▶ [YOUR TASK] Reproduce verbatim every line from the one that includes "Annotation task: mark the cow's head" to the closing line of the entries; omit everything before it.

▶ [DATA SUPPLIED]
"""

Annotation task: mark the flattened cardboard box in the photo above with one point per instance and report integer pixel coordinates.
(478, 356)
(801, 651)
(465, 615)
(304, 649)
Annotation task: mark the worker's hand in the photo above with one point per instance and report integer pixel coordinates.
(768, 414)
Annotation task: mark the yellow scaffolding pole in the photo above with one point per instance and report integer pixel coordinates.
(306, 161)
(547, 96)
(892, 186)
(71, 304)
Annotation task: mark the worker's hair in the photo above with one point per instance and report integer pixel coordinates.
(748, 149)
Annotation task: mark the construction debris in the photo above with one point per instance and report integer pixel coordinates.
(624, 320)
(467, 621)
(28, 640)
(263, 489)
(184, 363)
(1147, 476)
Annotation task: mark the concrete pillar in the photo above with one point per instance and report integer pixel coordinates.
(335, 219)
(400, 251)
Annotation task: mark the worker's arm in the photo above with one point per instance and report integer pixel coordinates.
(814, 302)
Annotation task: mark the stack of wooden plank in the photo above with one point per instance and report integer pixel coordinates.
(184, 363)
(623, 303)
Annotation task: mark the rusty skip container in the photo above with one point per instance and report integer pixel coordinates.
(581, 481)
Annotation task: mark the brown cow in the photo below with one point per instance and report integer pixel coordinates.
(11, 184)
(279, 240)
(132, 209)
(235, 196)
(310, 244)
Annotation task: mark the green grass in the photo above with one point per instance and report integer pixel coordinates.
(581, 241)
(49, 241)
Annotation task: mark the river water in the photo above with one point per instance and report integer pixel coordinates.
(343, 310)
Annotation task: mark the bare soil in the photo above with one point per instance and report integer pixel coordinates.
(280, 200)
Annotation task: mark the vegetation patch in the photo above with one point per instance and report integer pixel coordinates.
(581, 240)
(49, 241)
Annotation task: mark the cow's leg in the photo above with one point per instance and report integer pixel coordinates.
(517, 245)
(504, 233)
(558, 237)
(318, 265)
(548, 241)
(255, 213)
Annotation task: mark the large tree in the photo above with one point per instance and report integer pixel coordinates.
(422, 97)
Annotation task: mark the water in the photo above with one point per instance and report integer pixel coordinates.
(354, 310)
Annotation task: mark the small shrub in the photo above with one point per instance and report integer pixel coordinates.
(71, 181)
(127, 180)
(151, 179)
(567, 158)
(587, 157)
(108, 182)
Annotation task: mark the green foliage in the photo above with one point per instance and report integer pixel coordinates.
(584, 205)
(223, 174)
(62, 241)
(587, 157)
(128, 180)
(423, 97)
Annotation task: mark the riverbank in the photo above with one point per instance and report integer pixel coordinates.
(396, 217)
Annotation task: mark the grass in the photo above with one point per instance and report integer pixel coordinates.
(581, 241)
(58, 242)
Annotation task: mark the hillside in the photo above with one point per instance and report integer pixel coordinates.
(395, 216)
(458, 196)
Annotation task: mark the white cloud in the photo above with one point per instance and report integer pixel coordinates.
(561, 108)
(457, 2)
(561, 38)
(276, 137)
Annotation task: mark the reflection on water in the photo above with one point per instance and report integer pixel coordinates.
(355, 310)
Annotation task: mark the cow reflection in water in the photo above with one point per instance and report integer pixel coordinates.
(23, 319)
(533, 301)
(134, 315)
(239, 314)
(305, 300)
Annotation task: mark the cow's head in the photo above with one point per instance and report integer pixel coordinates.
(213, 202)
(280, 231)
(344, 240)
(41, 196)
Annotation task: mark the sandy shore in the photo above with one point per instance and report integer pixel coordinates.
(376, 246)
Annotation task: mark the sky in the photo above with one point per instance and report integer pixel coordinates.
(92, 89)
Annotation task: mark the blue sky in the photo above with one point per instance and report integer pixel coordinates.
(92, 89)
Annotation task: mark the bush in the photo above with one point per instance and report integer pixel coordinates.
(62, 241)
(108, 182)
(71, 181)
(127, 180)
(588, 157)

"""

▶ [WRITTEN SOLUTION]
Annotation task: mark the cow's head in the photo above with one point per instance and report integer pixel coordinates.
(213, 202)
(280, 231)
(344, 240)
(41, 196)
Annotation task: mark the sandy shore in the photo above with one point per instance and report integer pixel coordinates.
(376, 246)
Annotation task: mark the sky in the photo above with one point per instance and report integer pixel coordinates.
(92, 89)
Annotation task: mark the blue sky in the photo above with one point per instance and report integer pixel coordinates.
(92, 89)
Annotation task: mark the bush in the photo above with one point per instance and report integer pixel coordinates.
(62, 241)
(108, 182)
(71, 181)
(127, 180)
(588, 157)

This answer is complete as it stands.